== WHAT YOU NEED TO DO ==
a - Answer these questions from the passage on Foster and Travelgate.
(i) According to PBS, what did the whole thing make Foster?
(ii) Whom had Foster assigned to investigate the Travel Office?
(iii) Who was Foster's boss in the White House counsel office?
b - Write the next part of the passage on Foster and Travelgate, picking up after its final sentence.

======== SELECTED PASSAGE ========

While Clinton escaped legal consequences, the scandal broke Foster, as according to PBS the whole thing made him “quite sick”:
He was integrally involved in Travelgate, having been consulted by Watkins because he was a White House lawyer. He’d overseen the ‘investigation’ of the seven Travel Office employees (though he’d always been cautious about acting precipitously). He’d participated in meetings with the FBI. And most importantly, he’d discussed the problem with Hillary – who had impatiently asked him “what’s being done” about those crooked, disloyal Travel Office people.
The Post described Travelgate as becoming an “obsession” for Foster, especially when he and William Kennedy, who had been under Foster’s tutelage in the counsel office, were singled out for the blame. Kennedy was reprimanded over the incident, as Foster had assigned him to investigate the Travel Office. Ravaged with guilt, Foster begged his boss, White House counsel Bernard Nussbaum, for him to take the fall rather than Kennedy. Foster started “shouting” when Nussbaum denied his request, which was out of character for Foster.

======== DATA SUPPLIED ========

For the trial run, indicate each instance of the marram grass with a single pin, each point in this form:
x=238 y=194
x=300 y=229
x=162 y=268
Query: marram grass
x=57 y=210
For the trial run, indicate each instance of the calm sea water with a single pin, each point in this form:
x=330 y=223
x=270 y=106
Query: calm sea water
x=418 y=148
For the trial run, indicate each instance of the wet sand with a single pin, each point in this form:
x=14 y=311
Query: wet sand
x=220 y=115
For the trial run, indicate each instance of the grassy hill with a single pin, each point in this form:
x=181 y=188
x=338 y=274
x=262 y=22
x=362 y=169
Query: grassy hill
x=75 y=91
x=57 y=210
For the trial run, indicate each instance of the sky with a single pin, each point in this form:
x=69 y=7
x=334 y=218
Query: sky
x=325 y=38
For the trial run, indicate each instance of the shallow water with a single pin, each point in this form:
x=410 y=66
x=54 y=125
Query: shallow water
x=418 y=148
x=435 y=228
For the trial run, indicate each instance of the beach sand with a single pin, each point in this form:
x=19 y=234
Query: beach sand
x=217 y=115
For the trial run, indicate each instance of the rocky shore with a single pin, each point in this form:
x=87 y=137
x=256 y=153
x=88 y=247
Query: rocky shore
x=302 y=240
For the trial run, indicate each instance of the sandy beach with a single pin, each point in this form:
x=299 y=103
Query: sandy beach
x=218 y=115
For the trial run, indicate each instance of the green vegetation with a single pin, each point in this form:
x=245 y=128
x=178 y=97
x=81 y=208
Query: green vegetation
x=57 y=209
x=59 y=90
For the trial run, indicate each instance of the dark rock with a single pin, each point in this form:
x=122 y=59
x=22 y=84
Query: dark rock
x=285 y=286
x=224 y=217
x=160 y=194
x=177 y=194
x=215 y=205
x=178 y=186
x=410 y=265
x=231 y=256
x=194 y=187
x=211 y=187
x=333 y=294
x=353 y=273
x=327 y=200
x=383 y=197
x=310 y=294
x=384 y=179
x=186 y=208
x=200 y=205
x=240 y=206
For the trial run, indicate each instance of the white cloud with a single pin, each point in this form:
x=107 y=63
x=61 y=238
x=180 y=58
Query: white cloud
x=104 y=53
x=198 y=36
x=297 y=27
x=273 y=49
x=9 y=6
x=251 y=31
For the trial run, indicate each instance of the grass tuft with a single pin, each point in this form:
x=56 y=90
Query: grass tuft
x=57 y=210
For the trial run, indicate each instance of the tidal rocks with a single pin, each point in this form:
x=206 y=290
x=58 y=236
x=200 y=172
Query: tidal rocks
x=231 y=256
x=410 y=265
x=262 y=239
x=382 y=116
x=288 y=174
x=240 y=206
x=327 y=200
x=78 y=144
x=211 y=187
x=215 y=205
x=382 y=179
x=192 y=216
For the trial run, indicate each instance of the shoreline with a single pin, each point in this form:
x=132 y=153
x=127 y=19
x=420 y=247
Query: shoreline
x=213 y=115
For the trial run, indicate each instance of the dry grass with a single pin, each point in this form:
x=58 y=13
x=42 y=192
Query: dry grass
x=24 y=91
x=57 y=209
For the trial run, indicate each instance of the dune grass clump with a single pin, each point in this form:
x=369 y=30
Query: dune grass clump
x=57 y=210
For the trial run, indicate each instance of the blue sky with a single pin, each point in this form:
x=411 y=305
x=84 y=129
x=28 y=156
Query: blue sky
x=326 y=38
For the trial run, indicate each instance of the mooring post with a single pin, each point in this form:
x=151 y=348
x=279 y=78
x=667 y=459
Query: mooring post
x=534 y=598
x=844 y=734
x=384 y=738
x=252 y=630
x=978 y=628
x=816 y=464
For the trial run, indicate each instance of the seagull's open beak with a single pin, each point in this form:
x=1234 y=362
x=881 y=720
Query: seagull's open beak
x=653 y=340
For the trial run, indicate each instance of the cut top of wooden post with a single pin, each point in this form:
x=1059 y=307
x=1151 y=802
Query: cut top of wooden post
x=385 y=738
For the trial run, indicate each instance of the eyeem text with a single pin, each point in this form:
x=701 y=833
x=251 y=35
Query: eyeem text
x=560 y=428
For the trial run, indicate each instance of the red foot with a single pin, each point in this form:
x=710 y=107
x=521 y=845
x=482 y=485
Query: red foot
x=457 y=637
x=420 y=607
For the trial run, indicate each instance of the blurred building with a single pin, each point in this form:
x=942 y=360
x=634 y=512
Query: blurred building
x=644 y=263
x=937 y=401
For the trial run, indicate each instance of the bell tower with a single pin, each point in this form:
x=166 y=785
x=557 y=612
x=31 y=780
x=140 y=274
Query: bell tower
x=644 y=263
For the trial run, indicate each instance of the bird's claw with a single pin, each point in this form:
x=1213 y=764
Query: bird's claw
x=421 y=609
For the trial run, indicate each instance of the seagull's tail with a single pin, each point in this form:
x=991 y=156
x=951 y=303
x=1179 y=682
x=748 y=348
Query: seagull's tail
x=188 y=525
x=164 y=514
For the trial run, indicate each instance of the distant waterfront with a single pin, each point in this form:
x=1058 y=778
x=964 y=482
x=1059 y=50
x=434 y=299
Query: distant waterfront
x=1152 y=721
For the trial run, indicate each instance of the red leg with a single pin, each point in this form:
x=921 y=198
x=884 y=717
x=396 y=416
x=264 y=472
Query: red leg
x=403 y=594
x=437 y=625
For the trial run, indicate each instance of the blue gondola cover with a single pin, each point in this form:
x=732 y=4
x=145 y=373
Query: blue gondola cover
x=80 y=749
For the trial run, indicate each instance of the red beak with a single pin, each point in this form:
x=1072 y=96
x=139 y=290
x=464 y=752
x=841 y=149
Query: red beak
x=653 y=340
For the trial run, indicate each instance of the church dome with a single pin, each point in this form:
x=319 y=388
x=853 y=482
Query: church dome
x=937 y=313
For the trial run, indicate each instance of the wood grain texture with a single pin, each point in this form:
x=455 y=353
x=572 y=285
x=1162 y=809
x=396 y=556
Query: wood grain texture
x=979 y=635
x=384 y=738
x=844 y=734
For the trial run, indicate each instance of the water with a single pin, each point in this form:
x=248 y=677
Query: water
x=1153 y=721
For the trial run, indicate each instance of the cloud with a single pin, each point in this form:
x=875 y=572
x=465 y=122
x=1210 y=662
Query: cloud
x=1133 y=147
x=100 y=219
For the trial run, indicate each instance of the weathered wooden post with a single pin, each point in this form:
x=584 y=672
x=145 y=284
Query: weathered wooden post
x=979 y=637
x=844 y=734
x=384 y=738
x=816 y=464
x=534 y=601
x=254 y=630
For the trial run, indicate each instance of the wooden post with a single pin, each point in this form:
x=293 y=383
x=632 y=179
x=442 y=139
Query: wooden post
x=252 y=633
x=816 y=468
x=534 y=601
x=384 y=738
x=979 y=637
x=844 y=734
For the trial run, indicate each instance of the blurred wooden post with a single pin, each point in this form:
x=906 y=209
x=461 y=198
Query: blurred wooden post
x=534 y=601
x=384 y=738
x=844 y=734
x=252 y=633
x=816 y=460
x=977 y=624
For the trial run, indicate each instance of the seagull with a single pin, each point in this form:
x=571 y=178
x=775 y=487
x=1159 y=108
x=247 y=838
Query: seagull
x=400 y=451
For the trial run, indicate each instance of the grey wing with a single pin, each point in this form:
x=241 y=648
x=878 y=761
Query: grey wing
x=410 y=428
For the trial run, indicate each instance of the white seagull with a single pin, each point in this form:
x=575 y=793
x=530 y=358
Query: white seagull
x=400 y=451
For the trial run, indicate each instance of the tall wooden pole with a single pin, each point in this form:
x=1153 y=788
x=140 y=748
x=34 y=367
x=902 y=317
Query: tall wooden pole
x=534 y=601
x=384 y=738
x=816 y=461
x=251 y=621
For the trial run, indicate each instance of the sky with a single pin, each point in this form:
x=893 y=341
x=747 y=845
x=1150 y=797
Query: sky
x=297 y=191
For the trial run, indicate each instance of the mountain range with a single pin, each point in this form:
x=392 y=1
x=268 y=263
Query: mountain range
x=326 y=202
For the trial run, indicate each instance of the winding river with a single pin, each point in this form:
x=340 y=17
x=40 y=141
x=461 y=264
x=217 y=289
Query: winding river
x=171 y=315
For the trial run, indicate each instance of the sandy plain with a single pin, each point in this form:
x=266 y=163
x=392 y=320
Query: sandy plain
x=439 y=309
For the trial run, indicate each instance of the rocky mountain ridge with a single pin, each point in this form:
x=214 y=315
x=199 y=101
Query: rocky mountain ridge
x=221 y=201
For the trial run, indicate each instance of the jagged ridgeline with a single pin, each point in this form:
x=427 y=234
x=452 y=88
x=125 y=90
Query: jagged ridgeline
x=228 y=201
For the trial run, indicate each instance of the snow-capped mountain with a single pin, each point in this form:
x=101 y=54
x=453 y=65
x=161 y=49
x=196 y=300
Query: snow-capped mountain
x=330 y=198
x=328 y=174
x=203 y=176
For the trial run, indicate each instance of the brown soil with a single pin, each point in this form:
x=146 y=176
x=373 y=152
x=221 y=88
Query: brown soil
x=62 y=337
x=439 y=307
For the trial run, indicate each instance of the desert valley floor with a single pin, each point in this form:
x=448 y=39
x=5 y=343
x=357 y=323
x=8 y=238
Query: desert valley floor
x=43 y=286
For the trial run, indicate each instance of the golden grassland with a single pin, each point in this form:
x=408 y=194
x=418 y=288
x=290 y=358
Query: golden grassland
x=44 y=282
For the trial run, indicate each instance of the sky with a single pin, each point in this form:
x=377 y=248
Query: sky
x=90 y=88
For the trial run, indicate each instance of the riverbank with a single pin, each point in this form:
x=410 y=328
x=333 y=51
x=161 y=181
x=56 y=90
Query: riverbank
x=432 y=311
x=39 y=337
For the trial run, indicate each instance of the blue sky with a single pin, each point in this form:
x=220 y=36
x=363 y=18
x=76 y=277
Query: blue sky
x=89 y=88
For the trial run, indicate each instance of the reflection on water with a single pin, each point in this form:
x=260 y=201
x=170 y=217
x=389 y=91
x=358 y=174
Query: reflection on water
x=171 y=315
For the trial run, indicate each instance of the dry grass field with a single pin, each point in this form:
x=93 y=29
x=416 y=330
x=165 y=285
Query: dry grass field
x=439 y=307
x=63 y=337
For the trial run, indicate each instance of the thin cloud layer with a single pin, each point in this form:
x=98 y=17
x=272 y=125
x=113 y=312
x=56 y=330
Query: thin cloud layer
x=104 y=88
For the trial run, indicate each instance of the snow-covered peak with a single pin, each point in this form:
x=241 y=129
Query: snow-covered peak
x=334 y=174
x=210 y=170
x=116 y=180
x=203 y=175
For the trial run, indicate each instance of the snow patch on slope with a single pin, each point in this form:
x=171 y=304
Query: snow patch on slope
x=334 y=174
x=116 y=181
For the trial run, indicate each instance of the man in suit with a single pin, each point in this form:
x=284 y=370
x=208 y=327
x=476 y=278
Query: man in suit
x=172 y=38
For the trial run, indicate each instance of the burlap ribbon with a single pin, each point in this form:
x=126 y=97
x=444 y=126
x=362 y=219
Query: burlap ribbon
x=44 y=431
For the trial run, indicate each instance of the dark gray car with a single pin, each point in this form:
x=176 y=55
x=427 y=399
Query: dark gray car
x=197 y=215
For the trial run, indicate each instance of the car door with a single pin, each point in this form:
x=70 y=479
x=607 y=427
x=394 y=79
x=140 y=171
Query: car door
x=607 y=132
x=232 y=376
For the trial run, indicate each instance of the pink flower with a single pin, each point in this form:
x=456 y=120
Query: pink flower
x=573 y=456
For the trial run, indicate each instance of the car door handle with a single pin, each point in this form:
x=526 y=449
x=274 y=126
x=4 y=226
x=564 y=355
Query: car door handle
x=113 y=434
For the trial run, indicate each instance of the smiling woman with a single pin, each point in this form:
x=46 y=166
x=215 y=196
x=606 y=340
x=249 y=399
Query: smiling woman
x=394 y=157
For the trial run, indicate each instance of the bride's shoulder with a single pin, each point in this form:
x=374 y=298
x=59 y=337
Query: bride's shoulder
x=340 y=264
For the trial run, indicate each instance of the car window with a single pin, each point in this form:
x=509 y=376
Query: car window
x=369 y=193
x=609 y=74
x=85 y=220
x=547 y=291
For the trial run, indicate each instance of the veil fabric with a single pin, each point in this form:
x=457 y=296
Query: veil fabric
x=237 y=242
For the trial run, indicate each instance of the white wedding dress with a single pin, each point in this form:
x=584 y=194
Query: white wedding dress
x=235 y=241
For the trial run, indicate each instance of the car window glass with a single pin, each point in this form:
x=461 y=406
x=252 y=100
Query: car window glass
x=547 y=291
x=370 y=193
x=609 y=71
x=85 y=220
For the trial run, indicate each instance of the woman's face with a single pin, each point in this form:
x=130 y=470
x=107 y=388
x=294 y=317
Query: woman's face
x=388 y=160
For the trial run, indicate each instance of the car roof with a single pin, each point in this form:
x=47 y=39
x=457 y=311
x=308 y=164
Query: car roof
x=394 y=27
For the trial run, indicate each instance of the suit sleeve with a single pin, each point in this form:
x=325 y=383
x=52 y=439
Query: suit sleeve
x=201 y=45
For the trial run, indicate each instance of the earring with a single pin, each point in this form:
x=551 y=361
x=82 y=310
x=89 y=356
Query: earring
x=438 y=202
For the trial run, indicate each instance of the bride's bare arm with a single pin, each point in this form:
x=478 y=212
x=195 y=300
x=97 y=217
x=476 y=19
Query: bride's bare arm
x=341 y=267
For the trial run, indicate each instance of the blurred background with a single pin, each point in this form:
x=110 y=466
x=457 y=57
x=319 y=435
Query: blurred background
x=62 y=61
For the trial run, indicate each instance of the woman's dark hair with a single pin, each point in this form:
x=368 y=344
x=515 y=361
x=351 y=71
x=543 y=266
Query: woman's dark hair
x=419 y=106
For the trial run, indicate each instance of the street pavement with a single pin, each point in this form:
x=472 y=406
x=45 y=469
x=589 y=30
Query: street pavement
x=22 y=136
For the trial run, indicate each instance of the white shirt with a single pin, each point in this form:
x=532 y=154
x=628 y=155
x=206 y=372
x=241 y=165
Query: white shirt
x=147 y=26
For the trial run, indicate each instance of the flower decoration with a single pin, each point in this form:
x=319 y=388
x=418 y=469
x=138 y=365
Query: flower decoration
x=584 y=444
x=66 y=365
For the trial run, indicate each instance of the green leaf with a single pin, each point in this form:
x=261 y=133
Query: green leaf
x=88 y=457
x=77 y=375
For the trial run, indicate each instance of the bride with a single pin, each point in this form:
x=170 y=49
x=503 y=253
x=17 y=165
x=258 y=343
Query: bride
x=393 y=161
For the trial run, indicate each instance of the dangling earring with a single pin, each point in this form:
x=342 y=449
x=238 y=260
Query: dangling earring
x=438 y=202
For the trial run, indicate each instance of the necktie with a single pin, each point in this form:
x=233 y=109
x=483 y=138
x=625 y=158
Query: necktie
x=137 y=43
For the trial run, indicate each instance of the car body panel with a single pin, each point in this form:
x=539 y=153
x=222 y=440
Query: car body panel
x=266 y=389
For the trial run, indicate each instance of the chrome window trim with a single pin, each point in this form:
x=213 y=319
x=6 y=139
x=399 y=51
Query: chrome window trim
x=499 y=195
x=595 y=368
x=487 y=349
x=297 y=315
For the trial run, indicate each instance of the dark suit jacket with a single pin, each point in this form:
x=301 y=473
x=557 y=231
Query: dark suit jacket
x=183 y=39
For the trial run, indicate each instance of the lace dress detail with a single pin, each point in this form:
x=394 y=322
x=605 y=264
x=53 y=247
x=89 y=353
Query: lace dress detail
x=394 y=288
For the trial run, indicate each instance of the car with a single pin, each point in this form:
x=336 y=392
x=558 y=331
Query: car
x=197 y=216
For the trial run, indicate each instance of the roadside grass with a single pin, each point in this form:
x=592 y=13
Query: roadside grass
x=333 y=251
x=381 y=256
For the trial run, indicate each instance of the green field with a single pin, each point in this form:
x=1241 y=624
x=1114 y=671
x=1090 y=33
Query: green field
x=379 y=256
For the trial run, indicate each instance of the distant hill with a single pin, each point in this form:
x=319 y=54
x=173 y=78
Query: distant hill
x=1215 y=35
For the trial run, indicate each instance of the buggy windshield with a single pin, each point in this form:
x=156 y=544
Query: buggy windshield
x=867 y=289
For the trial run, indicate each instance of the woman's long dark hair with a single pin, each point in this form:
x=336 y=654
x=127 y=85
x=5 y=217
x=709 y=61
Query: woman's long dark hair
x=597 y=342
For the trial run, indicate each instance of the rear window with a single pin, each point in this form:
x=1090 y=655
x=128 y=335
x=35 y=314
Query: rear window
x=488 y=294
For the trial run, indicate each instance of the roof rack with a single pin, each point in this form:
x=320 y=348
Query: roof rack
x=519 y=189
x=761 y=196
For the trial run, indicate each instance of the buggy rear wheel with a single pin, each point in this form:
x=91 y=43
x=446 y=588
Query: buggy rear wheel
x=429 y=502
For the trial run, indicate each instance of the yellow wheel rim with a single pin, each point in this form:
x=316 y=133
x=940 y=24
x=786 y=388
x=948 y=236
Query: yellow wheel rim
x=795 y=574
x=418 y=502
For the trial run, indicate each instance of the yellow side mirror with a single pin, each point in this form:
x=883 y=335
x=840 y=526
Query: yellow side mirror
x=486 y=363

========

== ANSWERS PER TASK ==
a -
(i) "Quite sick."
(ii) William Kennedy.
(iii) Bernard Nussbaum, the White House counsel.

b -
It only grew worse for Foster from there, as he came under attack from a couple of editorials in The Wall Street Journal and was obsessively worried about being called in front of Congressional hearings because, as National Review‘s Stanley Kurtz writes, “After erasing Hillary’s fingerprints from the travel office firings, Foster knew he’d be vulnerable to charges of having misled congressional investigators while he was under oath.” Foster even considered resigning, but couldn’t face the embarrassment and shame that would have come with it. Foster’s last weeks of life were described as him being a “shell” and “going through the motions at work” as his anxiety consumed to the point where he couldn’t sleep, couldn’t eat and had to deal with sleep-deprived nights. He told his sister that he was suffering from depression and didn’t know what to do. She gave him a couple of psychiatrists to call, but he never met with them and took anti-depressant medication instead. Eventually, it all became too much for Foster.
4. Foster shot himself in the mouth with a revolver. On July 20, 1993 at 1 pm, Foster left his office with the words “I’ll be back.” At 5:30 pm, Foster’s body was discovered “resting on a slope beside a Civil War cannon.”
5. His death has been verified to be a suicide. An investigation conducted by the police determined that Foster’s death was suicide. Their findings were confirmed by Whitewater special counsel Robert Fiske and his team of “four lawyers, five physicians, seven FBI agents, approximately 125 witnesses; also DNA tests, microscopes and lasers,” according to the Post, as well as an investigation by Whitewater independent counsel Ken Starr.
6. Trump is repeating yet another conspiracy theory. Trump has already proven in this election cycle that he doesn’t mind promulgating conspiracy theories, such as when he paraded around the garbage National Enquirer story that Sen. Ted Cruz’s (R-TX) father was involved in the assassination former President John F. Kennedy. The notion that Foster was murdered by the Clintons has been a conspiracy theory that has effervesced in online forums and websites such as Infowars, World Net Daily and Accuracy In Media.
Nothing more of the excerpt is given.